Go through the lines below one by one and count those holding the string "graffiti". Give the count alone.

========================================

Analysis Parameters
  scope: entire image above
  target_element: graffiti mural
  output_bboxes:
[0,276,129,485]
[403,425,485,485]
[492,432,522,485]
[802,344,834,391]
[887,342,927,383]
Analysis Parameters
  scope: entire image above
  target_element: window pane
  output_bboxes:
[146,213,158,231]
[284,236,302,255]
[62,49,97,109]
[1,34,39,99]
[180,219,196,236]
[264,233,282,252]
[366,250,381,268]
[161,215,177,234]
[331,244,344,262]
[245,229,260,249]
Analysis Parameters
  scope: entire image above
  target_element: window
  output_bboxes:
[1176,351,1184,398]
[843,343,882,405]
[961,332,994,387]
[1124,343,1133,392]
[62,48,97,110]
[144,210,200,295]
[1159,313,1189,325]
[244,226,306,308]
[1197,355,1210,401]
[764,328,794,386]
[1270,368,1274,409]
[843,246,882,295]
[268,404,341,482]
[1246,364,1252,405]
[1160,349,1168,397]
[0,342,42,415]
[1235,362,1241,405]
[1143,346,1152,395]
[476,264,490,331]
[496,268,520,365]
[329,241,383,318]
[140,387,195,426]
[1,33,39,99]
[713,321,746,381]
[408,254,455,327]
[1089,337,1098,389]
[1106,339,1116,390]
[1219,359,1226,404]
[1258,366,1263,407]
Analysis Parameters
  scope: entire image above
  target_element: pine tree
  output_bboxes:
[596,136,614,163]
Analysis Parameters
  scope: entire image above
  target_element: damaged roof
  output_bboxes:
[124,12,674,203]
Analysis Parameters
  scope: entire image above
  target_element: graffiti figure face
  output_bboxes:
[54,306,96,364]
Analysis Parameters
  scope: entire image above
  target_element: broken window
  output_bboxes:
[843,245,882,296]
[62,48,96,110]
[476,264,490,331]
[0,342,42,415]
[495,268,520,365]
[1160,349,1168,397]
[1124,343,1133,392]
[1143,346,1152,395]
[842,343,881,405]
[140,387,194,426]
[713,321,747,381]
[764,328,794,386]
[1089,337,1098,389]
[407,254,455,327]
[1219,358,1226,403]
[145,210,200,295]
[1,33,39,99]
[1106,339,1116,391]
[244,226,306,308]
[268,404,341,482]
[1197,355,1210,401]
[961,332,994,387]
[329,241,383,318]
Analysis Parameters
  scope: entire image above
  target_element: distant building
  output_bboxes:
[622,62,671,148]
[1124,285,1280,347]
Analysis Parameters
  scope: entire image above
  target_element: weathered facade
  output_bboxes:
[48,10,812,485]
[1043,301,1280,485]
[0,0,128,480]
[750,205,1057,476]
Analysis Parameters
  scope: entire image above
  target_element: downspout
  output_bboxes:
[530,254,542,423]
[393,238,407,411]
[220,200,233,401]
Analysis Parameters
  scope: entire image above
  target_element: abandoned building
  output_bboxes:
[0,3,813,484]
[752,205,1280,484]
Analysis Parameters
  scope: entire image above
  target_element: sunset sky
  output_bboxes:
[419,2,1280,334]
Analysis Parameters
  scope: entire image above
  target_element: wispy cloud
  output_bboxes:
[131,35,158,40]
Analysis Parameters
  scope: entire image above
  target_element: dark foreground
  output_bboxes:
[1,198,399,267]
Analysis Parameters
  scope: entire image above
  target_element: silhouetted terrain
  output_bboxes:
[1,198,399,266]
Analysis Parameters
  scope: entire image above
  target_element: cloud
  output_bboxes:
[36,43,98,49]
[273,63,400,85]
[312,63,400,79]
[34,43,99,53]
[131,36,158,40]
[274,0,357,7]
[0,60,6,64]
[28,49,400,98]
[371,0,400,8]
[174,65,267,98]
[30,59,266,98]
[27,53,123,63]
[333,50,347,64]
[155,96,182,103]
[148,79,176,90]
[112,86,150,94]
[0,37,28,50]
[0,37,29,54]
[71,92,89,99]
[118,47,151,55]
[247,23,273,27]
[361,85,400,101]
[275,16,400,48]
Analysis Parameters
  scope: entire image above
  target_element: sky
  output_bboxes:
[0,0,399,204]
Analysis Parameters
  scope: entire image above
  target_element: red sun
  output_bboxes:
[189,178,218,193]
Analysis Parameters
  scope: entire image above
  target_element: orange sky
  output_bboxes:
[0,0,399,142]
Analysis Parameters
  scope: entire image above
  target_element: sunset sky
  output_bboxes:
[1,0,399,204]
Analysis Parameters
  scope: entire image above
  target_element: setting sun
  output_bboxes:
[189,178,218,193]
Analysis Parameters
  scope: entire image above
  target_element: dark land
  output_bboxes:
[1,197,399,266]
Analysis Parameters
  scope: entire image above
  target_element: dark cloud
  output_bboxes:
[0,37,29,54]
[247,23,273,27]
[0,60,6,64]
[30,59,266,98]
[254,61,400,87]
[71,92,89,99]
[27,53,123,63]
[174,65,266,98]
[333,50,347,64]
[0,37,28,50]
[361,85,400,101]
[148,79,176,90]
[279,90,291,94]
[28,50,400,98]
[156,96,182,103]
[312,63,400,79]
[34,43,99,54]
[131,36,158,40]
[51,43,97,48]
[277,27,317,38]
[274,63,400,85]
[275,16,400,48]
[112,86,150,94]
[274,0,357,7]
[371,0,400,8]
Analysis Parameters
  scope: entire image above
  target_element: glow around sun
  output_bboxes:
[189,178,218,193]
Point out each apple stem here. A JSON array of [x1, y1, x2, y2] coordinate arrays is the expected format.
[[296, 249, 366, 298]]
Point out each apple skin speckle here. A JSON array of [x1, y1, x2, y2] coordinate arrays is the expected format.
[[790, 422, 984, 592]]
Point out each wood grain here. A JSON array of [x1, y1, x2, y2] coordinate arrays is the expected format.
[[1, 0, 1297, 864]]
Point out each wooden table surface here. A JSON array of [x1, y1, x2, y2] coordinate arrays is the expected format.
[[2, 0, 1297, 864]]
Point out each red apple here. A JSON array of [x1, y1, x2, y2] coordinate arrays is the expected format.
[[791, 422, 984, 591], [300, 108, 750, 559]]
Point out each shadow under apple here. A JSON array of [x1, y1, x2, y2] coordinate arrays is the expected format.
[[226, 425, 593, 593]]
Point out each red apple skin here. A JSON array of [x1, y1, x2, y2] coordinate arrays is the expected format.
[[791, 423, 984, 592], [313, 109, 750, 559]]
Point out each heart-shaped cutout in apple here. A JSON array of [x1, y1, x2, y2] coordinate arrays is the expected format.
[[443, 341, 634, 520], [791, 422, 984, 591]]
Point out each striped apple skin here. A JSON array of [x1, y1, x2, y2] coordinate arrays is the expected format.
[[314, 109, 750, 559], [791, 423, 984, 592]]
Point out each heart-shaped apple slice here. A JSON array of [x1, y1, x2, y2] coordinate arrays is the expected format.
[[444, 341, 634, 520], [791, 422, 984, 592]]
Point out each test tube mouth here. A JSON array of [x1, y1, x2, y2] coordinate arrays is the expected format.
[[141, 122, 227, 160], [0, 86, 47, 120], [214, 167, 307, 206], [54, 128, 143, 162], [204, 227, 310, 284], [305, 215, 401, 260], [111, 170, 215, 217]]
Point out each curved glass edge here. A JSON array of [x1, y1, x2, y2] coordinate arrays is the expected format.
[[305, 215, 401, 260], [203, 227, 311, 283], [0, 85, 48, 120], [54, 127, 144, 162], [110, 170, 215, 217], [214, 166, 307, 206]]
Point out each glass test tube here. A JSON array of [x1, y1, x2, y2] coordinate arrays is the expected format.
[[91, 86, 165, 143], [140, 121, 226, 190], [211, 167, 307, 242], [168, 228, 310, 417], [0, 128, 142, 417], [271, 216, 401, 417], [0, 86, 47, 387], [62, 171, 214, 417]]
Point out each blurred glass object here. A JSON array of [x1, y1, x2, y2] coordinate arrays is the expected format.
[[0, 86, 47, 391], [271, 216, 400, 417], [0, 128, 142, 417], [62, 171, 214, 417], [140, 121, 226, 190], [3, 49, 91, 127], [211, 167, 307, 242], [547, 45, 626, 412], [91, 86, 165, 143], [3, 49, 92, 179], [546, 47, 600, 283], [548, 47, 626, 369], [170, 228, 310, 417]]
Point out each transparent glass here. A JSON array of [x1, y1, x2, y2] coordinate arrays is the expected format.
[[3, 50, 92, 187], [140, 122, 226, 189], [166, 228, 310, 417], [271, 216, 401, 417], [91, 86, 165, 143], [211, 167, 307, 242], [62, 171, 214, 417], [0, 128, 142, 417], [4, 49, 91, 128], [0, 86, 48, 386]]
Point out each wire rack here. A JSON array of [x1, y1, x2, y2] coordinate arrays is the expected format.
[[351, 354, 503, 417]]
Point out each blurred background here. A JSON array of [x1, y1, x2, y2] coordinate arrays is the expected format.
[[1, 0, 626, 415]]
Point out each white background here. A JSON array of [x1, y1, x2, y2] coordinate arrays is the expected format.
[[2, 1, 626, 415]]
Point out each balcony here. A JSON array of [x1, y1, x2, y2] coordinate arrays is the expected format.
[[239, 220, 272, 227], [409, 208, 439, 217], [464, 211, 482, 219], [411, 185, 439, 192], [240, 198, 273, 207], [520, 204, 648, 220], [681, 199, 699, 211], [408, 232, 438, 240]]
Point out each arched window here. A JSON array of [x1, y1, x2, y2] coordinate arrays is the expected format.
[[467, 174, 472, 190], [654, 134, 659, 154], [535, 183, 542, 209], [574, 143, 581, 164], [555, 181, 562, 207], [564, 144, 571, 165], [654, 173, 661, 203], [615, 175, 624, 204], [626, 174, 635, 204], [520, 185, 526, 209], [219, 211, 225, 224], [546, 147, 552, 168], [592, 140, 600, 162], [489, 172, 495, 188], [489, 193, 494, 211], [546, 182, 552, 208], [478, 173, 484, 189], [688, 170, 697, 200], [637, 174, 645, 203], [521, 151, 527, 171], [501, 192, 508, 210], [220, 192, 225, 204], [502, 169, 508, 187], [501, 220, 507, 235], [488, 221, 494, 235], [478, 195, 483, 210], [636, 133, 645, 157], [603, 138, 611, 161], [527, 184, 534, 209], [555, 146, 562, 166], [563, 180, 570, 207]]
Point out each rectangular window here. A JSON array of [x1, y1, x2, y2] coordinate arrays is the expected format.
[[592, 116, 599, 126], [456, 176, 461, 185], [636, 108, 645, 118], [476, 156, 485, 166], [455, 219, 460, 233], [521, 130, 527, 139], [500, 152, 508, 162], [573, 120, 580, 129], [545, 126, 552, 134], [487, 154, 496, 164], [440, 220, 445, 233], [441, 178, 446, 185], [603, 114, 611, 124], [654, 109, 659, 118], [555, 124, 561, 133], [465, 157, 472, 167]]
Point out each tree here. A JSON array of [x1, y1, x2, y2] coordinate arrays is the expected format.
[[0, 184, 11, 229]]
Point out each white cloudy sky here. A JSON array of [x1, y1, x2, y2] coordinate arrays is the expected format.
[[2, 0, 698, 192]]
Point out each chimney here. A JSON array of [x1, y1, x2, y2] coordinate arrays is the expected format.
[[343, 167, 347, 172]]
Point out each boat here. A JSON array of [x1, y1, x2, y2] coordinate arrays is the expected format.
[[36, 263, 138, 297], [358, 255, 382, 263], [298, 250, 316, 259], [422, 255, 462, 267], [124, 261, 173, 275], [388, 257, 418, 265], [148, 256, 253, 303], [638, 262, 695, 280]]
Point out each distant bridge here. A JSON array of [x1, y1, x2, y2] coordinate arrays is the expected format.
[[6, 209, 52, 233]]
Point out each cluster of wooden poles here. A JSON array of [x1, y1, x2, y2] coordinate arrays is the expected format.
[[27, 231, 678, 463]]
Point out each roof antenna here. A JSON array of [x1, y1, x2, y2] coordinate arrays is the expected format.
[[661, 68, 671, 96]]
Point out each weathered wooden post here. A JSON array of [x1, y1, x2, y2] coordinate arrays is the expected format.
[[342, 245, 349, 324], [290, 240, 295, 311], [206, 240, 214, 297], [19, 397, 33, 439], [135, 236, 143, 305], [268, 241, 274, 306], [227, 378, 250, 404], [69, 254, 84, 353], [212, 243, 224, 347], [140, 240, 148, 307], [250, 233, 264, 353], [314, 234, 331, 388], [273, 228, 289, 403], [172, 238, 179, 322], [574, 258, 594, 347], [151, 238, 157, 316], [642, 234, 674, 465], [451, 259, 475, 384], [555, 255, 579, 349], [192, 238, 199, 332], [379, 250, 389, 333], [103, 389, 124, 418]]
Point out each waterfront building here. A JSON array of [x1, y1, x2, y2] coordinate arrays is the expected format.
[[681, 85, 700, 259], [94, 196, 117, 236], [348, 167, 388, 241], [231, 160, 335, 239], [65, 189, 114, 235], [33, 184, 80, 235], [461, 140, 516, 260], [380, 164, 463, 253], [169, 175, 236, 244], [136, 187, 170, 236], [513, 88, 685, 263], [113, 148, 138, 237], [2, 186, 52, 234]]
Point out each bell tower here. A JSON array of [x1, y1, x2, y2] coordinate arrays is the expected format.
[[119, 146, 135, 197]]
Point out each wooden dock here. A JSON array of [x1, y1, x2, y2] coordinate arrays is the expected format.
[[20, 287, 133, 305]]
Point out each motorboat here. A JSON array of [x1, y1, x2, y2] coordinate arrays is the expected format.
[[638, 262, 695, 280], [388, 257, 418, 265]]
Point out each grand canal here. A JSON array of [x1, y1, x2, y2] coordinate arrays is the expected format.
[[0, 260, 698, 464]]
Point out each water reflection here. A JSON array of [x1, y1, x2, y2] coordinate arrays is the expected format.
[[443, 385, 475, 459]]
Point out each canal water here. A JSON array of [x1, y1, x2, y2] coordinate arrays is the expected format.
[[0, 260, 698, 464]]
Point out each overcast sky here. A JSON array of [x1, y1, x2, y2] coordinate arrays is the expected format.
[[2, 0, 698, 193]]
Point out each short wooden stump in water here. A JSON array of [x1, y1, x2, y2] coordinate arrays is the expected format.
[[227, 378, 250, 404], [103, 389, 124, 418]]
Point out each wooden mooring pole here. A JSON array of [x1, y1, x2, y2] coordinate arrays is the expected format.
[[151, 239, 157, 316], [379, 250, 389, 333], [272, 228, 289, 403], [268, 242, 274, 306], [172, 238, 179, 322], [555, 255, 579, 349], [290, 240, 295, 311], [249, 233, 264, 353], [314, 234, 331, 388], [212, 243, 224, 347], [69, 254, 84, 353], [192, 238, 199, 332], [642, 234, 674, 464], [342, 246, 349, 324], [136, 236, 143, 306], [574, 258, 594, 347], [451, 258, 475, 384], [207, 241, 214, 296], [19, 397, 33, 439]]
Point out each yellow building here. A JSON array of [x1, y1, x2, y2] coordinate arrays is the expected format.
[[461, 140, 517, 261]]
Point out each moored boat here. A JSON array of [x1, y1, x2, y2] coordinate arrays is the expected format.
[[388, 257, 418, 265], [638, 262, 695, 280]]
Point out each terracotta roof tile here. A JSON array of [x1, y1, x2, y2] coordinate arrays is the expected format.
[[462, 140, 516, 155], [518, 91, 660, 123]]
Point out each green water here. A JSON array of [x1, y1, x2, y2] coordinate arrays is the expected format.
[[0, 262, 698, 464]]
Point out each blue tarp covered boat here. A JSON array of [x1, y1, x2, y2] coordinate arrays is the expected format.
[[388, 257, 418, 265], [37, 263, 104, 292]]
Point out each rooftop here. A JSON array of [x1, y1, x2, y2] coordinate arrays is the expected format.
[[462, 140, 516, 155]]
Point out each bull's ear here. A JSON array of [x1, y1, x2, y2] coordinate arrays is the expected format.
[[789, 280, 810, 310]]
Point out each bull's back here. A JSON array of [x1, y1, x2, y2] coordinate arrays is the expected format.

========================================

## Task solution
2